Dataset records Start Marker

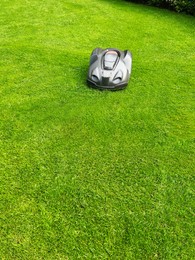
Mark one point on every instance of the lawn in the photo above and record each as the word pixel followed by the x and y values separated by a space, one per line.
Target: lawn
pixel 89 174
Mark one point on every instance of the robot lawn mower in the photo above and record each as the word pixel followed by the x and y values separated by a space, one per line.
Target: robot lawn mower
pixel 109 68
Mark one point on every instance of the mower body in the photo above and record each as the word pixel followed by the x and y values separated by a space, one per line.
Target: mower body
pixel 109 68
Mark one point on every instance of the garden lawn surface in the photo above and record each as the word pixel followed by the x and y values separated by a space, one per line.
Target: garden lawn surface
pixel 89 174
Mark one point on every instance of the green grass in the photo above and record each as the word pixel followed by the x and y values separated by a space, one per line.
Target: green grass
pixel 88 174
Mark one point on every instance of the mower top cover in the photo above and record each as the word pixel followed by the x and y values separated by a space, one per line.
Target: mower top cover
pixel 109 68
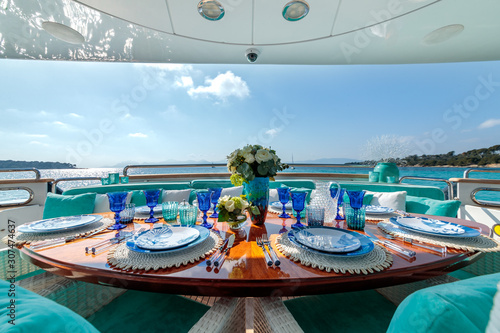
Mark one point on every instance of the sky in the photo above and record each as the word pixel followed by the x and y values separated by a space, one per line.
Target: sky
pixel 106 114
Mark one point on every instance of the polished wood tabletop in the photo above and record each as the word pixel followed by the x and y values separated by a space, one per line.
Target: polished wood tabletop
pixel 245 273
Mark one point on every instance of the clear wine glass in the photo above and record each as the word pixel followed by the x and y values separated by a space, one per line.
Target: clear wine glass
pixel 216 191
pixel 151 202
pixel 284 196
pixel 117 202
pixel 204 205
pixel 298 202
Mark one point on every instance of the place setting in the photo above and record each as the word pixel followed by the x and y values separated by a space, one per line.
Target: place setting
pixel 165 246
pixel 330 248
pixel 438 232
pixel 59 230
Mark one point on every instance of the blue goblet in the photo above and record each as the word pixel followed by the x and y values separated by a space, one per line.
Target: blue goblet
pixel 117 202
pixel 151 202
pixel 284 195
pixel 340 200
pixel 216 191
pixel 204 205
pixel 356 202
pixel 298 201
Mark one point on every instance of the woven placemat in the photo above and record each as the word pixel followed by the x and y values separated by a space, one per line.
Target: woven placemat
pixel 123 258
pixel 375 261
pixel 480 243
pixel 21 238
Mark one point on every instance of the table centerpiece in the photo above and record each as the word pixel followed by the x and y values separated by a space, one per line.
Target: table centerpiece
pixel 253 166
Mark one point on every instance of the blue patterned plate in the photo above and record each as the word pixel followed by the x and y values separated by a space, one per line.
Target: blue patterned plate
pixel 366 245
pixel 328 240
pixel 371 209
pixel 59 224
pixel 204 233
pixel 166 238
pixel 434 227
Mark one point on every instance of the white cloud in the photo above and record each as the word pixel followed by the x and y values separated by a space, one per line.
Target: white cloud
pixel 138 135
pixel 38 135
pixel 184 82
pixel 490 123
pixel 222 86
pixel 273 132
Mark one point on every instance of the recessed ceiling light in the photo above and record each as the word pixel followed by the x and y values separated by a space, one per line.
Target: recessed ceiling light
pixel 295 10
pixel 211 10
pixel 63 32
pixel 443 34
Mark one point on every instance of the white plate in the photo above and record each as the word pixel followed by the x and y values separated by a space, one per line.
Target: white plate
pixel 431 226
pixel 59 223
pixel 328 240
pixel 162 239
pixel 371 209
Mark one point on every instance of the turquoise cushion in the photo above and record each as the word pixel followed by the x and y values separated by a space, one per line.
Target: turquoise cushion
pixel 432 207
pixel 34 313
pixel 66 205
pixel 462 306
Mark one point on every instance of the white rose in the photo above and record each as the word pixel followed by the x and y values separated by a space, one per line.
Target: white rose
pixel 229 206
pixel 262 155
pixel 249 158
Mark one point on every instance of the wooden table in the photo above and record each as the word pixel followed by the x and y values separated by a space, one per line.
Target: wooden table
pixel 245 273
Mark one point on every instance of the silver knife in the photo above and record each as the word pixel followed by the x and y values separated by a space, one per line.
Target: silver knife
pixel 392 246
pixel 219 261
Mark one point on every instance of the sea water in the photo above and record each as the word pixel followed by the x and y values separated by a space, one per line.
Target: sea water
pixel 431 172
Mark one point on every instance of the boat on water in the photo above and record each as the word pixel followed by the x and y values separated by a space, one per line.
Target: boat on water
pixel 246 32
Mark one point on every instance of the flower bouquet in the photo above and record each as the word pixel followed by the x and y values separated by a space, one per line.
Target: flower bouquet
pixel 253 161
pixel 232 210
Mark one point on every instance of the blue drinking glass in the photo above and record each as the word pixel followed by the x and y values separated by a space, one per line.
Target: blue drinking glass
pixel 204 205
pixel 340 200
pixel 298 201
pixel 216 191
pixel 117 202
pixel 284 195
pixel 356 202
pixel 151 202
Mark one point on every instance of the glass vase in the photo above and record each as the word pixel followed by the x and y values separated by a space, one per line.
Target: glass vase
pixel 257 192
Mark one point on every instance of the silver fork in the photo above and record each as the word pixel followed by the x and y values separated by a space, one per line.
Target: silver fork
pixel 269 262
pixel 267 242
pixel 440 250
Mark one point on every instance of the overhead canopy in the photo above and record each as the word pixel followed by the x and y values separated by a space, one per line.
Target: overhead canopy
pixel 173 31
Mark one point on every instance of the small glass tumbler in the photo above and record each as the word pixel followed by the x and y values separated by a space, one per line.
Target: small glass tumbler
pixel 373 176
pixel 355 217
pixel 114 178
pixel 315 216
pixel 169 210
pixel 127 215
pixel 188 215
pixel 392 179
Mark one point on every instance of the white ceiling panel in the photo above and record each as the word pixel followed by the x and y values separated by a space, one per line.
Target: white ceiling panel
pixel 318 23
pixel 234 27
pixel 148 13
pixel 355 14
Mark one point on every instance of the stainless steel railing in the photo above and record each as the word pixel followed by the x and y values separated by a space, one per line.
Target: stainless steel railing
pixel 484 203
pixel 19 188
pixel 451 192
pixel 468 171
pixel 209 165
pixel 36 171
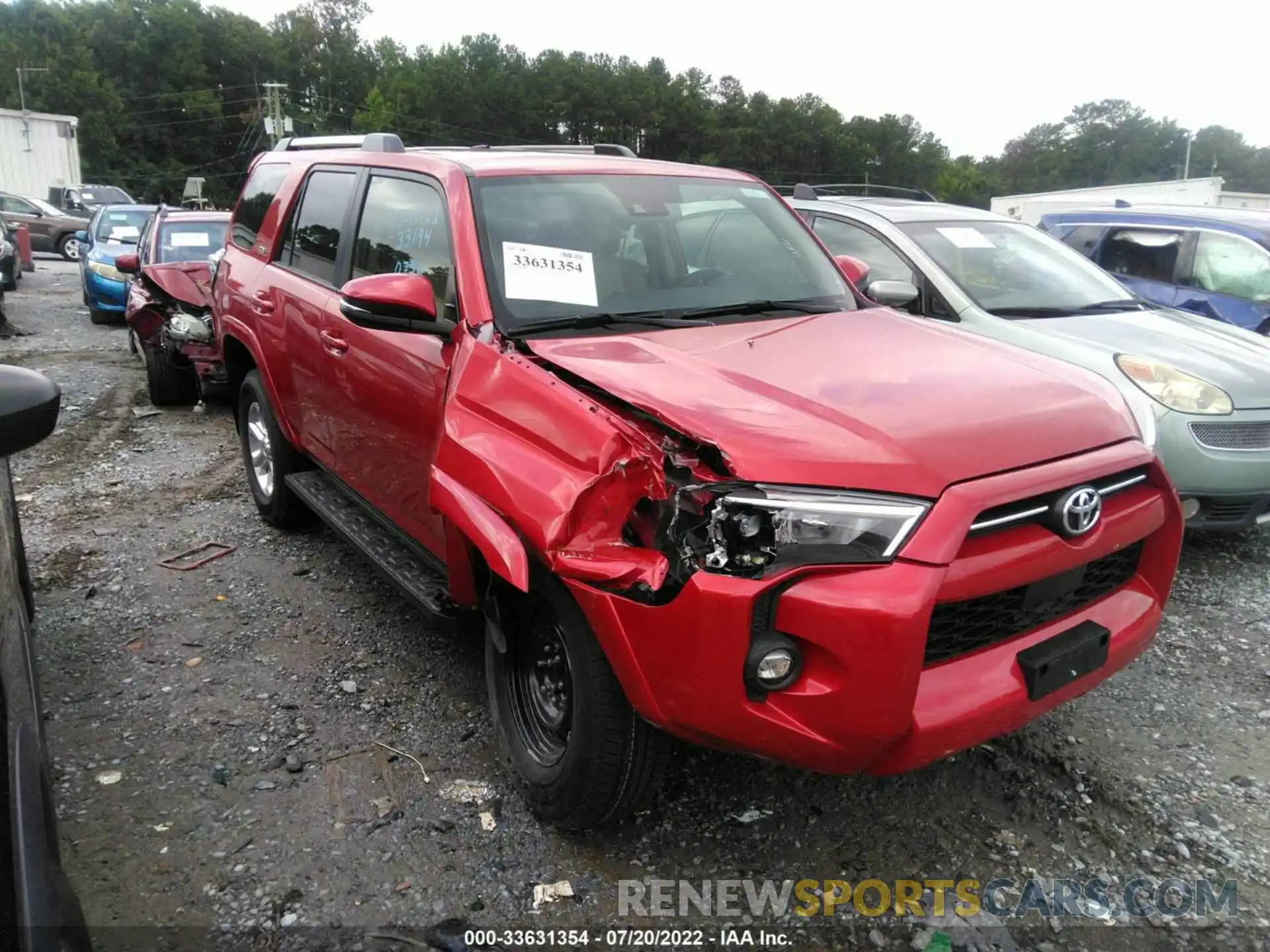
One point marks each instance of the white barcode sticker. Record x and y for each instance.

Dataset records End Marker

Please set down every record exactly as it appears, leaving out the pictures.

• Solution
Mark one point on every instance of the lawn in the photo above and record each as the word pixel followed by the x and y values separated by a space, one per line.
Target: lawn
pixel 89 174
Mark one point on every instance of the robot lawn mower in the photo above and record each as the word pixel followed by the x and y values separated by a space, one per line.
Target: robot lawn mower
pixel 109 68
Mark one point on every instance of the mower body in the photo above and record each as the word pixel followed by the x and y values separated by a space, one per line.
Target: mower body
pixel 109 68
Mark one point on every instance of the garden lawn surface in the photo above and record each as the word pixel followed by the x and y values separated by a space, one per line.
Target: garden lawn surface
pixel 89 174
Mark one point on every instance of the green grass in the photo above and record each as the word pixel followed by the x and y values separated by a space, one per line.
Target: green grass
pixel 88 174
Mark one point on every instance of the mower top cover in the photo above and record each as the word pixel followed by the x and y values separated by a space, one per line.
Target: mower top cover
pixel 109 68
Mark one point on every instance of the sky in the photo above and record each as the word pixel followed by the x and y values separated by a space, one per line.
Target: sky
pixel 106 114
Mark one point on every instance of the polished wood tabletop in the photo above and record each as the word pixel followed by the x and y values separated by a space, one per line.
Target: polished wood tabletop
pixel 245 273
Mark one point on every instance of the clear wine glass in the photo above and record each as the word pixel followed by the x and y values separated by a space, one per line.
Target: clear wine glass
pixel 216 191
pixel 151 202
pixel 284 196
pixel 117 202
pixel 204 205
pixel 298 202
Mark one point on every instance of the place setting in the photo above and record each as the word pixel followed by the x and y values separated by a space, one per line.
Target: place setting
pixel 165 246
pixel 330 248
pixel 438 232
pixel 59 230
Mark one point on every instance of the blue goblet in the photo above and record each as the word pixel followed by the x and y values separated by a space, one per line.
Target: blue goblet
pixel 117 202
pixel 151 202
pixel 284 195
pixel 340 200
pixel 216 191
pixel 204 205
pixel 356 202
pixel 298 201
Mark one point on every instance of the woven placemat in the photo above and record each as the word pixel followed by the x and y values separated by a space, one per line.
Target: woven placemat
pixel 123 258
pixel 375 261
pixel 480 243
pixel 21 238
Mark one point on every instance of the table centerpiece in the photo above and record each as the word pixel followed by the x and y values separated by a space, one per line.
Target: table centerpiece
pixel 253 166
Mark one point on every instance of the blue patterned plate in the photo above and record each as the word pixel followed by the x and y values separated by a space, one per line.
Target: blue patterned plate
pixel 366 245
pixel 328 240
pixel 371 209
pixel 59 224
pixel 204 233
pixel 166 238
pixel 434 227
Mark one point on every instance of the white cloud in the photo above and record each as the word pixel followed by the x and y values separated by a space, one per line.
Target: white cloud
pixel 138 135
pixel 38 135
pixel 184 82
pixel 490 123
pixel 222 86
pixel 273 132
Mark one point on every instance of the recessed ceiling light in the photo above and record each as the word pixel followed by the x and y values separated by a space, one per line.
Target: recessed ceiling light
pixel 295 10
pixel 211 10
pixel 63 32
pixel 443 34
Mark one point on every instance of the white plate in the photo above and record each as the word pixel followed by the x and y values separated by a space, one per line.
Target: white plate
pixel 431 226
pixel 59 223
pixel 328 240
pixel 162 239
pixel 371 209
Mark one point on every instance of the turquoise cushion in the photo above and record each as the word pixel followed by the x and y values separated by a space, one per line.
Target: turquoise cushion
pixel 432 207
pixel 34 313
pixel 66 205
pixel 462 306
Mark one point on every instance of the white rose in the photo above and record each as the word pixel followed by the x and y values separated by a space, one per line.
Target: white rose
pixel 229 206
pixel 262 155
pixel 249 158
Mark one point on every instance of the wooden table in the photo above and record each as the word pixel followed by the x and y values separated by a space, one per line.
Target: wooden table
pixel 245 273
Mark one point on every instance of the silver knife in the photo above and record each as the word pixel followed by the x and y values separated by a space, one per line.
Target: silver knife
pixel 392 246
pixel 219 261
Mark one point on every instance of the sea water in the photo above and record each as the word pixel followed by the x and y values separated by a space, one per line.
Target: sea water
pixel 431 172
Mark one point on every instance of the boat on water in the photo above and record each as the word pixel followed by the x and y values separated by a space, one per line.
Target: boat on water
pixel 246 32
Mark one point on every instance of the flower bouquet in the photo above and record each as the word pixel followed by the x and y values separated by a space, one per line.
Target: flower bouquet
pixel 253 161
pixel 232 210
Mark one point on every instance of the blue drinking glass in the photo above and record each as the word pixel followed by the x and y values separated by a space, one per line.
Target: blue drinking glass
pixel 204 205
pixel 340 200
pixel 298 201
pixel 216 191
pixel 117 202
pixel 284 195
pixel 356 202
pixel 151 202
Mark one point on every instance of the glass vase in the photo above and record each as the word pixel followed by the x and y values separated by a space, one per line.
Target: glass vase
pixel 257 192
Mark one point on every instance of the silver fork in the photo above and record each as the word pixel followed by the x and y values separated by a space, one per line.
Target: silver fork
pixel 269 262
pixel 267 242
pixel 440 250
Mark one point on every instance of the overhead canopy in the photo above and record each as the word pixel followed by the x and y values separated by a space, one per line.
Target: overhead canopy
pixel 173 31
Mark one point on every instance of the small glass tumbler in the photo above and record each as the word pixel followed by the x and y values separated by a space, one per line.
Target: small glass tumbler
pixel 373 176
pixel 355 217
pixel 114 178
pixel 315 216
pixel 169 210
pixel 127 215
pixel 188 215
pixel 392 179
Mark one point on every instance of the white ceiling panel in the photo above and record each as the word pixel followed by the x and y values separated by a space, one per line.
Target: white ceiling panel
pixel 318 23
pixel 234 27
pixel 148 13
pixel 355 14
Mark one point on every instance of the stainless steel railing in the photo above and record each as the word pixel followed by the x and y values separated by a space, one per line.
Target: stainless steel railing
pixel 484 203
pixel 19 188
pixel 451 192
pixel 468 171
pixel 209 165
pixel 36 171
One point marks each instance of the white barcode sticker. Record x and y for each instance.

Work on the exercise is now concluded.